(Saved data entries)
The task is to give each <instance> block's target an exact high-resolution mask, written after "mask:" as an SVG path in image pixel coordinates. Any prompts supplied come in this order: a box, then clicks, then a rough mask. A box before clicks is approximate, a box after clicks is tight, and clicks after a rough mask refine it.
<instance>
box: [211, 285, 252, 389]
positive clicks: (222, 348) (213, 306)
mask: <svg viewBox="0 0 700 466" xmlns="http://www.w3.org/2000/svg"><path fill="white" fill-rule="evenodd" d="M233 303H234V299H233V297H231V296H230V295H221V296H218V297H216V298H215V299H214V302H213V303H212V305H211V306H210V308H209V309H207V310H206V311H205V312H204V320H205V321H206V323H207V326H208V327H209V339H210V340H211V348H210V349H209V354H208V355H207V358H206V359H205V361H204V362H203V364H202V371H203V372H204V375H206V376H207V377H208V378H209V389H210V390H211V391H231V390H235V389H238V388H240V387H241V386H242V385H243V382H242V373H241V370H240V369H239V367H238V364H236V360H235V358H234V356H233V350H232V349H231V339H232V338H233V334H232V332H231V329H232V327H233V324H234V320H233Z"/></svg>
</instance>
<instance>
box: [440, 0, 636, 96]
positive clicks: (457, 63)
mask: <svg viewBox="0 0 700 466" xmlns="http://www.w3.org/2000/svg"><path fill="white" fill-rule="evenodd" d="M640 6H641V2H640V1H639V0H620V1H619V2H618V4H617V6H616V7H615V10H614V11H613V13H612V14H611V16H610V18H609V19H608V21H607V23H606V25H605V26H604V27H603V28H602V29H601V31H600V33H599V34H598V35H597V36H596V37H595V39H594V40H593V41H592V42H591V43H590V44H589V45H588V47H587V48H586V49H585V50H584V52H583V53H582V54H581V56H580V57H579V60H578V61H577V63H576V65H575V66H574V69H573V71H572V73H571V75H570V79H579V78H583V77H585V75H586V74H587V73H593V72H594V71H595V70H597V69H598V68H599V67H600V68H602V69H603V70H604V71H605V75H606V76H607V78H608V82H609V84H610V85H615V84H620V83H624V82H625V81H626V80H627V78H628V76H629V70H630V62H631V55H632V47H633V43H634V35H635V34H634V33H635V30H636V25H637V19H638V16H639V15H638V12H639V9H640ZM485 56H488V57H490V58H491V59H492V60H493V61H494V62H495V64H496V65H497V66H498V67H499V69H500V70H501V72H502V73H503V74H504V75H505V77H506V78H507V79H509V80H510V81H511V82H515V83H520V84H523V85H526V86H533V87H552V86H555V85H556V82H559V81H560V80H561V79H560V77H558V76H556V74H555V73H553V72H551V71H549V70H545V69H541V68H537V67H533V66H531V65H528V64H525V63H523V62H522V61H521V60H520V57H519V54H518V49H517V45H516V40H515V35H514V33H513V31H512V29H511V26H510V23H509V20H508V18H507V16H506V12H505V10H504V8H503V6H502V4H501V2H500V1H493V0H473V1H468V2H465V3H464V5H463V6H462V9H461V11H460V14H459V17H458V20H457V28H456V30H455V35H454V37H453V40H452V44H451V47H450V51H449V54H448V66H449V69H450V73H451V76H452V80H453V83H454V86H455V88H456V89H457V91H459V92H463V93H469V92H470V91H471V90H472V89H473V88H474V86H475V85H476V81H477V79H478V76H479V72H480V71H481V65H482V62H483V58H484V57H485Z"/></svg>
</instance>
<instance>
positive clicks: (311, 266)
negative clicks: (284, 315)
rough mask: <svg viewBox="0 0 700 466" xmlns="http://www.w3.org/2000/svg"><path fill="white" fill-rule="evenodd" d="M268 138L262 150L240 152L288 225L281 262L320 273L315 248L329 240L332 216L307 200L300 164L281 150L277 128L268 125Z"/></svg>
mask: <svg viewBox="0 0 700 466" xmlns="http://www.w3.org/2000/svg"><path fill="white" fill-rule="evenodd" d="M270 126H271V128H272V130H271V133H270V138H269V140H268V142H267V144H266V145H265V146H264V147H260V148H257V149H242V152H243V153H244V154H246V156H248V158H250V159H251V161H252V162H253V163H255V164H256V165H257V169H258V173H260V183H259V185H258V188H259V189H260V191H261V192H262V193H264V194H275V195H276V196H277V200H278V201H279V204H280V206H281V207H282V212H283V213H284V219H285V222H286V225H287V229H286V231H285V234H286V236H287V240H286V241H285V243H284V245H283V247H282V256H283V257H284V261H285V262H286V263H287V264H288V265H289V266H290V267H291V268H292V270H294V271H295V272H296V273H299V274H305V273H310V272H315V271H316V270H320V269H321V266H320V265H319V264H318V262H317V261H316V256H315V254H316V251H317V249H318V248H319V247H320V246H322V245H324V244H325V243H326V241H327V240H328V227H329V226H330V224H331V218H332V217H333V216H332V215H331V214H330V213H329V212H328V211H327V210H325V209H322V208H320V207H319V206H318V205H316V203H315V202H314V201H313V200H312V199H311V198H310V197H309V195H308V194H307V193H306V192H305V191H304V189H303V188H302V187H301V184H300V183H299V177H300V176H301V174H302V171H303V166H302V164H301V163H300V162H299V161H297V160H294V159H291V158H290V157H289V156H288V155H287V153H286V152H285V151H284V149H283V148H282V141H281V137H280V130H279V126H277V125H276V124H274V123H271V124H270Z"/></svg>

What needs to be done => The records above are to be duplicated word for word.

Result of the task =>
The task is to give each <instance> block's target an exact high-resolution mask, written after "mask:" as an SVG path in image pixel coordinates. Any prompts supplied come in this order: a box, then clicks, then a rough mask. A box before clicks is approximate, a box after clicks is tight, and clicks after a rough mask refine it.
<instance>
box: [211, 285, 252, 389]
positive clicks: (222, 348) (213, 306)
mask: <svg viewBox="0 0 700 466" xmlns="http://www.w3.org/2000/svg"><path fill="white" fill-rule="evenodd" d="M233 303H234V299H233V297H231V296H230V295H221V296H218V297H216V298H215V299H214V302H213V303H212V305H211V306H210V308H209V309H207V310H206V311H205V312H204V320H205V321H206V323H207V326H208V327H209V339H210V340H211V348H210V349H209V354H208V355H207V358H206V359H205V361H204V362H203V364H202V371H203V372H204V375H206V376H207V377H208V378H209V389H210V390H211V391H231V390H235V389H238V388H240V387H241V386H242V385H243V382H242V373H241V370H240V369H239V367H238V364H236V360H235V358H234V356H233V350H232V349H231V339H232V338H233V334H232V332H231V329H232V327H233V324H234V320H233Z"/></svg>
</instance>
<instance>
box: [440, 0, 636, 96]
positive clicks: (457, 63)
mask: <svg viewBox="0 0 700 466" xmlns="http://www.w3.org/2000/svg"><path fill="white" fill-rule="evenodd" d="M640 6H641V2H640V1H639V0H620V1H619V2H618V4H617V6H616V7H615V10H614V11H613V13H612V14H611V16H610V18H609V19H608V21H607V23H606V25H605V26H604V27H603V28H602V29H601V31H600V33H599V34H598V35H597V36H596V37H595V39H594V40H593V41H592V42H591V43H590V44H589V45H588V47H587V48H586V49H585V50H584V52H583V53H582V54H581V56H580V57H579V60H578V61H577V63H576V65H575V66H574V69H573V71H572V73H571V75H570V79H579V78H583V77H585V75H586V74H587V73H593V72H594V71H595V70H597V69H598V68H599V67H600V68H602V69H603V70H604V71H605V75H606V76H607V78H608V82H609V84H610V85H615V84H620V83H624V82H625V81H626V80H627V78H628V76H629V70H630V62H631V55H632V47H633V43H634V35H635V34H634V33H635V30H636V25H637V19H638V16H639V15H638V12H639V9H640ZM485 56H488V57H490V58H491V59H492V60H493V61H494V62H495V64H496V65H497V66H498V67H499V69H500V70H501V72H502V73H503V74H504V75H505V77H506V78H507V79H509V80H510V81H511V82H515V83H520V84H523V85H526V86H533V87H552V86H555V85H556V82H559V81H560V80H561V79H560V77H558V76H556V74H555V73H553V72H551V71H549V70H545V69H541V68H537V67H533V66H531V65H528V64H525V63H523V62H522V61H521V60H520V57H519V54H518V49H517V45H516V40H515V35H514V33H513V31H512V29H511V26H510V23H509V20H508V18H507V16H506V12H505V10H504V8H503V6H502V4H501V2H500V1H493V0H473V1H468V2H465V3H464V5H463V6H462V9H461V11H460V14H459V17H458V20H457V28H456V30H455V35H454V37H453V40H452V44H451V47H450V51H449V54H448V66H449V69H450V73H451V76H452V80H453V83H454V86H455V88H456V89H457V91H459V92H463V93H469V92H470V91H471V90H472V89H473V88H474V86H475V85H476V81H477V79H478V76H479V72H480V71H481V65H482V62H483V58H484V57H485Z"/></svg>
</instance>
<instance>
positive clicks: (311, 266)
negative clicks: (284, 315)
rough mask: <svg viewBox="0 0 700 466" xmlns="http://www.w3.org/2000/svg"><path fill="white" fill-rule="evenodd" d="M268 138L262 150L240 152L288 225L281 262L320 273L315 248L329 240L332 216L307 200L300 164L281 150L277 128L268 125Z"/></svg>
mask: <svg viewBox="0 0 700 466" xmlns="http://www.w3.org/2000/svg"><path fill="white" fill-rule="evenodd" d="M270 126H271V128H272V130H271V133H270V138H269V140H268V142H267V144H266V145H265V146H264V147H260V148H257V149H242V152H243V153H244V154H246V156H248V158H250V159H251V161H252V162H253V163H255V164H256V165H257V169H258V173H260V183H259V185H258V188H259V189H260V191H261V192H262V193H264V194H275V195H276V196H277V200H278V201H279V204H280V206H281V207H282V212H283V213H284V219H285V222H286V225H287V229H286V231H285V234H286V236H287V240H286V241H285V243H284V245H283V247H282V256H283V257H284V261H285V262H286V263H287V264H288V265H289V266H290V267H291V268H292V270H294V271H295V272H296V273H299V274H305V273H310V272H315V271H316V270H320V269H321V266H320V265H319V264H318V262H317V261H316V256H315V254H316V251H317V249H318V248H319V247H320V246H322V245H324V244H325V243H326V241H327V240H328V227H329V226H330V224H331V218H332V217H333V216H332V215H331V214H330V213H329V212H328V211H327V210H325V209H322V208H320V207H319V206H318V205H316V203H315V202H314V201H313V200H312V199H311V198H310V197H309V195H308V194H307V193H306V192H305V191H304V189H303V188H302V187H301V184H300V183H299V177H300V176H301V174H302V171H303V166H302V164H301V163H300V162H299V161H297V160H294V159H291V158H290V157H289V156H288V155H287V153H286V152H285V151H284V149H283V148H282V141H281V137H280V130H279V126H277V125H276V124H274V123H271V124H270Z"/></svg>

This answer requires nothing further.